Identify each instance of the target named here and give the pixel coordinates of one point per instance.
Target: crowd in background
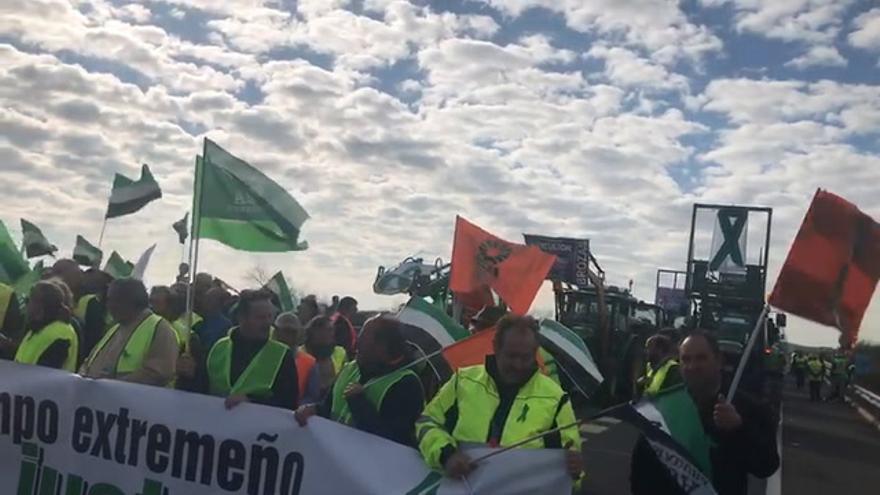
(315, 360)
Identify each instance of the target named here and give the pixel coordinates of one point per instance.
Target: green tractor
(727, 282)
(614, 325)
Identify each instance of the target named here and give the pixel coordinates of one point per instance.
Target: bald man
(88, 309)
(289, 331)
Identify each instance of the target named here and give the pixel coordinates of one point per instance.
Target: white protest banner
(62, 434)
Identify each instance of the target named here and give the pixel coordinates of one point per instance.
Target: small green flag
(278, 285)
(129, 196)
(117, 267)
(25, 282)
(239, 206)
(12, 263)
(34, 242)
(85, 253)
(675, 412)
(180, 227)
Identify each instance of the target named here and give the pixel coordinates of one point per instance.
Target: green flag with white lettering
(278, 285)
(117, 266)
(129, 196)
(85, 253)
(239, 206)
(12, 263)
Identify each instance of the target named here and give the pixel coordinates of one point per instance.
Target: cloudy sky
(604, 119)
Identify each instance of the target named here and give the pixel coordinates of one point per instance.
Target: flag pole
(194, 236)
(101, 237)
(737, 377)
(603, 412)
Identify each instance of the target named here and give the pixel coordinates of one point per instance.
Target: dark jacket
(285, 389)
(92, 329)
(750, 449)
(396, 418)
(345, 334)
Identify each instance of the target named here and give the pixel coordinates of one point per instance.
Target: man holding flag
(88, 309)
(500, 403)
(377, 392)
(728, 441)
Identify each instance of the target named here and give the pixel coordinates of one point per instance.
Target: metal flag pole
(737, 377)
(603, 412)
(101, 237)
(194, 237)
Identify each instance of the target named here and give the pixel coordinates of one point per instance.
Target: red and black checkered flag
(832, 267)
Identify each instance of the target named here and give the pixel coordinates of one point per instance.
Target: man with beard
(329, 357)
(376, 393)
(289, 331)
(742, 433)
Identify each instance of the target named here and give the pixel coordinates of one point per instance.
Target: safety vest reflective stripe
(35, 344)
(182, 332)
(375, 392)
(550, 368)
(839, 368)
(82, 306)
(257, 378)
(815, 368)
(5, 298)
(658, 378)
(338, 358)
(304, 364)
(351, 332)
(136, 348)
(540, 405)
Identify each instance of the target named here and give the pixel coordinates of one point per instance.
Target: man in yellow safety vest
(499, 403)
(248, 365)
(51, 340)
(377, 392)
(141, 347)
(662, 369)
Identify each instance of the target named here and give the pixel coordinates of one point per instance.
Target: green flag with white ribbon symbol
(129, 196)
(239, 206)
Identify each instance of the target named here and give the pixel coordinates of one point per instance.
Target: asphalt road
(827, 449)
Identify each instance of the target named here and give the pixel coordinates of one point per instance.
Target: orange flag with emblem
(514, 271)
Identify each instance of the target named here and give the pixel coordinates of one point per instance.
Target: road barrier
(869, 398)
(867, 403)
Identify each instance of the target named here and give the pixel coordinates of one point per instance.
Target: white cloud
(866, 34)
(810, 21)
(624, 67)
(658, 26)
(813, 23)
(818, 56)
(768, 101)
(517, 134)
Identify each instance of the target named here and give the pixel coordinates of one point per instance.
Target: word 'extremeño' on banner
(119, 437)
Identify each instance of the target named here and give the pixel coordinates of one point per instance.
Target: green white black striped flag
(181, 229)
(422, 314)
(12, 263)
(129, 196)
(239, 206)
(34, 242)
(85, 253)
(117, 267)
(670, 424)
(571, 353)
(278, 285)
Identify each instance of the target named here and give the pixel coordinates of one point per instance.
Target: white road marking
(592, 429)
(607, 420)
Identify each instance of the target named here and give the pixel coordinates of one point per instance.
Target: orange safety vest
(350, 328)
(304, 364)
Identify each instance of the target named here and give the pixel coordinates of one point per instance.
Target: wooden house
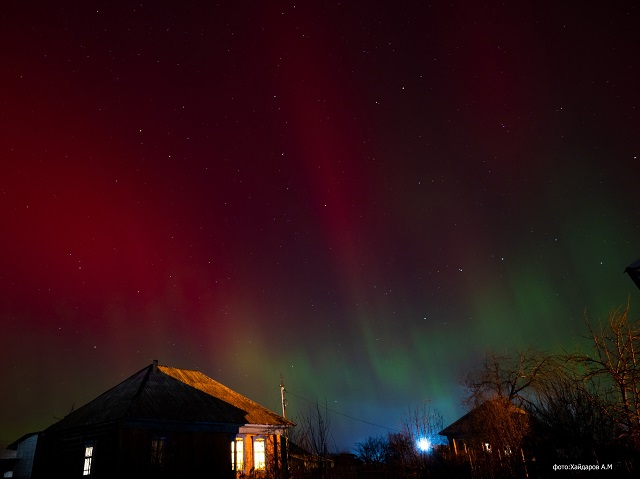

任务说明: 返回上方条目中所有包含单词“black”的行，匹配时区分大小写。

完成结果:
Target: red and black checkered flag
Target: green white black striped flag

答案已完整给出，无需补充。